**Records shown:**
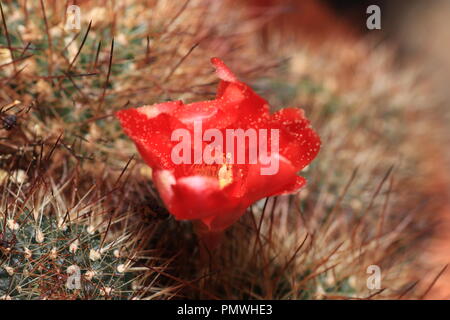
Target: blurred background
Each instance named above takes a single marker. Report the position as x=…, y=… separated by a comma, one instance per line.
x=378, y=193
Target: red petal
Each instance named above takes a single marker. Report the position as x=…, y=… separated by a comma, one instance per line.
x=222, y=70
x=298, y=141
x=260, y=186
x=152, y=136
x=198, y=197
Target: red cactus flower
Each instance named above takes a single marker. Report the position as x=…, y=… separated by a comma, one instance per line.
x=218, y=194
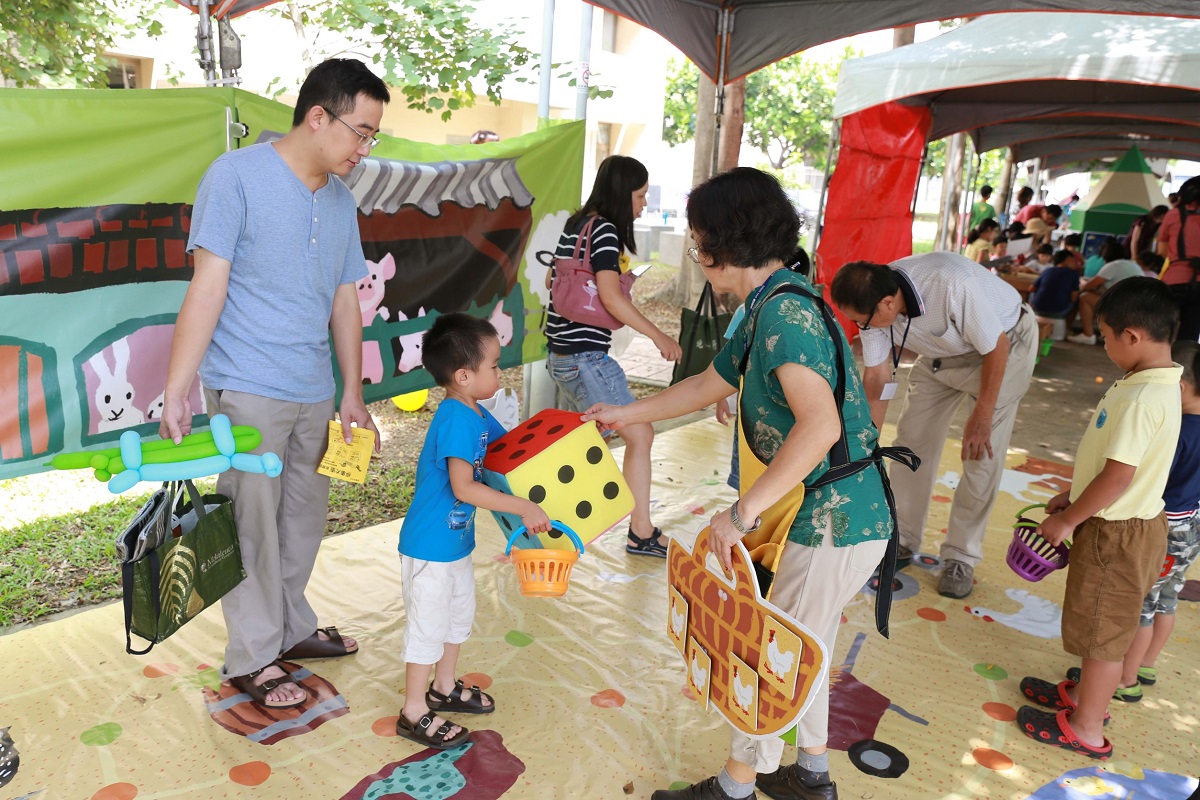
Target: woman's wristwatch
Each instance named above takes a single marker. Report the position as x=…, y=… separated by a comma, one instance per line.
x=737, y=521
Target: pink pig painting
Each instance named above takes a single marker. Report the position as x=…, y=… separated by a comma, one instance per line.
x=370, y=290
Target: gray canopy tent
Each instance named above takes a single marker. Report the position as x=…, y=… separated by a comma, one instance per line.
x=1099, y=83
x=730, y=38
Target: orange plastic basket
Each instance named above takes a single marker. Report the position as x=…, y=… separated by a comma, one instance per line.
x=544, y=572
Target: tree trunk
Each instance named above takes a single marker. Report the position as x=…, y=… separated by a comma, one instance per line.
x=690, y=282
x=952, y=193
x=732, y=121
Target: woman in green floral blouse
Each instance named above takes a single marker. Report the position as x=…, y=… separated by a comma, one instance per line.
x=745, y=233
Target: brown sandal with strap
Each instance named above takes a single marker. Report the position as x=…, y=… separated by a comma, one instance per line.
x=258, y=692
x=455, y=702
x=419, y=732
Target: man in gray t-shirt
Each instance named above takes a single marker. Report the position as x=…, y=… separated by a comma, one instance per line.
x=276, y=250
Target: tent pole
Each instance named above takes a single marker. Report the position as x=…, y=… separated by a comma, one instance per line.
x=545, y=74
x=834, y=134
x=969, y=194
x=204, y=42
x=724, y=30
x=581, y=97
x=540, y=390
x=921, y=173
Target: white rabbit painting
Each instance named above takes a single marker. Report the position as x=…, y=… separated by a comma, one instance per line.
x=113, y=398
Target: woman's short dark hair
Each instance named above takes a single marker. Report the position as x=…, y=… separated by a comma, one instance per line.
x=455, y=342
x=612, y=197
x=1144, y=304
x=743, y=218
x=335, y=85
x=861, y=286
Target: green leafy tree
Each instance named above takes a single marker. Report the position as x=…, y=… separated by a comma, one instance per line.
x=61, y=43
x=789, y=108
x=430, y=49
x=679, y=109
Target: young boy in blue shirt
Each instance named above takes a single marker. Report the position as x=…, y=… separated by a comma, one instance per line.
x=462, y=354
x=1114, y=512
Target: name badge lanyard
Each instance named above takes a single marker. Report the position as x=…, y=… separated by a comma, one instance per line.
x=889, y=389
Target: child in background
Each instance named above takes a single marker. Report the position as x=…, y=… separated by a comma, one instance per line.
x=979, y=241
x=1151, y=263
x=462, y=354
x=1055, y=292
x=1182, y=499
x=1042, y=260
x=1114, y=511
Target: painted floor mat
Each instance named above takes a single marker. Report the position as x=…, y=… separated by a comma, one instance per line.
x=591, y=692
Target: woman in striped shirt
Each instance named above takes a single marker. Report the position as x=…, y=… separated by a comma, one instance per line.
x=579, y=359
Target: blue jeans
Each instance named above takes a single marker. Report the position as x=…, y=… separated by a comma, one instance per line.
x=589, y=378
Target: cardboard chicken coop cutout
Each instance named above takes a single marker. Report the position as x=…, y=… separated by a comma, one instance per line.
x=744, y=656
x=564, y=465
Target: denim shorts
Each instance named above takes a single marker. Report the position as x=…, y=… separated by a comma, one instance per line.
x=589, y=378
x=1182, y=547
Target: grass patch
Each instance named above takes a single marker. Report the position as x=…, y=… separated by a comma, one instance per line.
x=60, y=563
x=384, y=497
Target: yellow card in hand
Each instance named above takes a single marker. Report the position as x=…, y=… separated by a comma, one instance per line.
x=347, y=462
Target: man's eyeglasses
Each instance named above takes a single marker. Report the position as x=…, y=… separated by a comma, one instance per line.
x=364, y=139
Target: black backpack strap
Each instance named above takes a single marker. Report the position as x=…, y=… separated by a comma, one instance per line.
x=840, y=465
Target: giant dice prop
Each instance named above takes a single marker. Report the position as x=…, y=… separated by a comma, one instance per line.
x=563, y=464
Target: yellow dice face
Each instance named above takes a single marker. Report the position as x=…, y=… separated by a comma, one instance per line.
x=576, y=481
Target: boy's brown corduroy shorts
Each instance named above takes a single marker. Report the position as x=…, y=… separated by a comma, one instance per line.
x=1114, y=563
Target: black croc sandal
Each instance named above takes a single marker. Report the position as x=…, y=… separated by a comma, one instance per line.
x=1054, y=696
x=419, y=732
x=1054, y=728
x=454, y=702
x=648, y=546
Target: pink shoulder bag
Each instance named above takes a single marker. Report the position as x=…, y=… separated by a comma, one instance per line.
x=574, y=289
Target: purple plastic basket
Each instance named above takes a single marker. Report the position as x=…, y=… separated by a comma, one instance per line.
x=1032, y=557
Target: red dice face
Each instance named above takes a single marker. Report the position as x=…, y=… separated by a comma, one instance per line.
x=529, y=439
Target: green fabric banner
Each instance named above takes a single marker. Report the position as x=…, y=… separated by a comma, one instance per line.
x=95, y=209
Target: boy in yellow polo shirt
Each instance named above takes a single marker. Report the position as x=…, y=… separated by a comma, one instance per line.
x=1114, y=511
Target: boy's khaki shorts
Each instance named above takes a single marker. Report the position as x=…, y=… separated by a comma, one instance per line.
x=1114, y=563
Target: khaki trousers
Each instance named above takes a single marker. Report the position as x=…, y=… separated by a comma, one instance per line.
x=813, y=584
x=281, y=522
x=933, y=398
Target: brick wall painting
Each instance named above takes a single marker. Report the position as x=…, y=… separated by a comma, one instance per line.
x=94, y=264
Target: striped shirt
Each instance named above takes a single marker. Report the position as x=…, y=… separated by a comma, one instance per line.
x=563, y=336
x=963, y=308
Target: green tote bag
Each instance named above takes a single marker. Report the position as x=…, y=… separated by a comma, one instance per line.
x=190, y=570
x=701, y=336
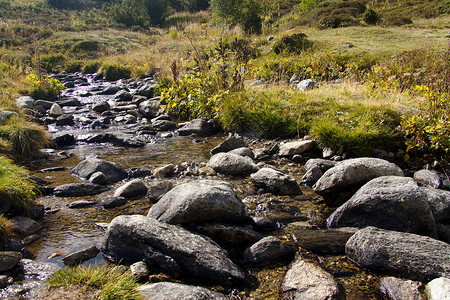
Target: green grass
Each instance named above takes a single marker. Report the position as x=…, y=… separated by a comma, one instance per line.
x=110, y=284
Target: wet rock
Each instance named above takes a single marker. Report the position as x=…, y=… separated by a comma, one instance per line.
x=388, y=202
x=307, y=281
x=131, y=189
x=24, y=226
x=229, y=144
x=81, y=204
x=438, y=289
x=401, y=254
x=9, y=260
x=164, y=125
x=275, y=182
x=80, y=256
x=89, y=166
x=150, y=109
x=64, y=140
x=112, y=202
x=137, y=238
x=400, y=289
x=98, y=178
x=79, y=189
x=232, y=164
x=199, y=201
x=439, y=201
x=296, y=147
x=65, y=120
x=428, y=178
x=158, y=189
x=352, y=174
x=101, y=107
x=268, y=250
x=243, y=151
x=55, y=111
x=199, y=127
x=327, y=241
x=175, y=291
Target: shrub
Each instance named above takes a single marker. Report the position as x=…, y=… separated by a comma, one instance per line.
x=370, y=17
x=115, y=71
x=295, y=43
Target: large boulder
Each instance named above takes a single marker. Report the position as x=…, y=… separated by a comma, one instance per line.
x=79, y=189
x=232, y=164
x=401, y=254
x=275, y=182
x=176, y=291
x=170, y=249
x=307, y=281
x=389, y=202
x=199, y=201
x=353, y=173
x=200, y=127
x=89, y=166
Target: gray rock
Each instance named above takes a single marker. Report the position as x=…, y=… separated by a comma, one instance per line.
x=199, y=127
x=229, y=144
x=139, y=270
x=296, y=147
x=275, y=182
x=307, y=281
x=438, y=289
x=388, y=202
x=90, y=166
x=328, y=241
x=401, y=254
x=25, y=102
x=268, y=250
x=170, y=248
x=79, y=189
x=243, y=151
x=81, y=204
x=150, y=108
x=80, y=256
x=55, y=111
x=428, y=178
x=131, y=189
x=353, y=173
x=199, y=201
x=400, y=289
x=158, y=189
x=439, y=201
x=112, y=202
x=232, y=164
x=8, y=260
x=98, y=178
x=176, y=291
x=24, y=226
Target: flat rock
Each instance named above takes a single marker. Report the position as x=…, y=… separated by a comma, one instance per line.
x=89, y=166
x=131, y=189
x=276, y=182
x=296, y=147
x=199, y=201
x=308, y=281
x=170, y=249
x=80, y=256
x=79, y=189
x=176, y=291
x=401, y=254
x=353, y=173
x=400, y=289
x=232, y=164
x=388, y=202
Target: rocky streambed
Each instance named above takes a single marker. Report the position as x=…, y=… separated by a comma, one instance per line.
x=229, y=216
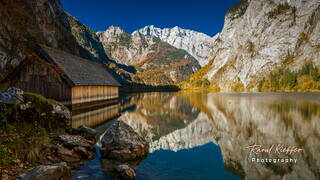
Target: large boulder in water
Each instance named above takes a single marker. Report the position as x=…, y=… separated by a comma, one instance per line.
x=120, y=142
x=50, y=172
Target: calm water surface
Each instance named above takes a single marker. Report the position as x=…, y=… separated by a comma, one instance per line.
x=205, y=136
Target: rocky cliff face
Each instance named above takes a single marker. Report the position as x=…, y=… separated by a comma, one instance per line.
x=260, y=37
x=87, y=39
x=197, y=44
x=27, y=22
x=149, y=56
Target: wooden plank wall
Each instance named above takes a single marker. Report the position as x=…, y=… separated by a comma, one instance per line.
x=95, y=117
x=85, y=94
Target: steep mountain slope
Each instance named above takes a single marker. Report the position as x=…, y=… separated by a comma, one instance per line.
x=27, y=22
x=197, y=44
x=267, y=45
x=149, y=56
x=87, y=39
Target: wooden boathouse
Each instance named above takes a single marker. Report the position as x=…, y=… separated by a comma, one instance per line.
x=64, y=77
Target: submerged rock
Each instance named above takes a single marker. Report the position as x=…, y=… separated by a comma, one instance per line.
x=49, y=172
x=71, y=141
x=124, y=172
x=120, y=142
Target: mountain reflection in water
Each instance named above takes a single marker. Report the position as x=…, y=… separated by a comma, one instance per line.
x=204, y=136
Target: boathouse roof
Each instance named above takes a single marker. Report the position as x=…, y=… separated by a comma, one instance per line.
x=78, y=71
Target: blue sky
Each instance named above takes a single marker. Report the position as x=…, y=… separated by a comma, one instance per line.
x=205, y=16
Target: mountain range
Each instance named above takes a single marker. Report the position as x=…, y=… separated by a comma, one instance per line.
x=268, y=45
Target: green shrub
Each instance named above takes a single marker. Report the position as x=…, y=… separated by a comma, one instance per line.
x=281, y=9
x=238, y=10
x=304, y=80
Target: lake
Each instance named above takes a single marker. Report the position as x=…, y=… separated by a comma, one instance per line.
x=210, y=136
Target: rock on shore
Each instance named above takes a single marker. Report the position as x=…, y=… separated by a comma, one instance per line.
x=120, y=142
x=50, y=172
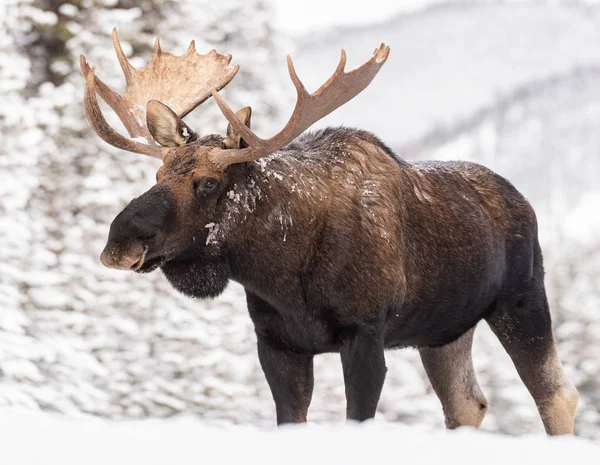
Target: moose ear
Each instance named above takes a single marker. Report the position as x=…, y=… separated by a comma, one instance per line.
x=166, y=127
x=234, y=140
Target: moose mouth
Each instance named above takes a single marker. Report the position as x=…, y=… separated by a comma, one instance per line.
x=146, y=266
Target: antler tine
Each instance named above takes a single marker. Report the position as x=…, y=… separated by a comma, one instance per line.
x=157, y=50
x=192, y=47
x=184, y=82
x=128, y=70
x=96, y=119
x=310, y=108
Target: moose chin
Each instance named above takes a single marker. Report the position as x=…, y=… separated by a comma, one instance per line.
x=341, y=245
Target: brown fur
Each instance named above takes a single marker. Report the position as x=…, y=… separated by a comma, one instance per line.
x=343, y=247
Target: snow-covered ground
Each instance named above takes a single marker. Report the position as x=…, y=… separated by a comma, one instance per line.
x=34, y=439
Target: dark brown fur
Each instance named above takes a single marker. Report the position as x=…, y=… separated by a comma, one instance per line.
x=343, y=247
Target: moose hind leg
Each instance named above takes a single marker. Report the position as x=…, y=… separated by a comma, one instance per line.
x=364, y=369
x=452, y=376
x=525, y=331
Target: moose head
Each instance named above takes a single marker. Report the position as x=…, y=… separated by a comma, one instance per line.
x=170, y=220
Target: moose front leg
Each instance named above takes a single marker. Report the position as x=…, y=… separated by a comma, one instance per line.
x=290, y=377
x=363, y=364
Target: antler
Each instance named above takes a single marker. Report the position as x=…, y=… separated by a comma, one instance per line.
x=181, y=82
x=339, y=89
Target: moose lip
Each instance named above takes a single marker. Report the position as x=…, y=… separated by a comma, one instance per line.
x=150, y=265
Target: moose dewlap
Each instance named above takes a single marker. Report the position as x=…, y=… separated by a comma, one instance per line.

**What this task involves:** Could you render the part of the material that opens with the line containing "Target: rocky streambed" and closes with the line containing "x=205, y=136" as a Markdown table with the columns Row and Line, numbering each line and leaving out blank lines and the pictures?

**Response for this exercise:**
| Row | Line |
|---|---|
| 1 | Target: rocky streambed |
| 2 | Each instance named above takes a single marker. Report the position as x=…, y=… separated by a comma, one instance per line. |
| 3 | x=229, y=216 |
| 4 | Target: large boulder in water |
| 5 | Each instance named above takes a single marker. Report the position as x=…, y=… separated by a comma, one instance per line. |
| 6 | x=120, y=142 |
| 7 | x=50, y=172 |
| 8 | Target: calm water surface |
| 9 | Each instance named above takes a single marker. Report the position as x=…, y=… separated by a comma, one instance per line. |
| 10 | x=205, y=136 |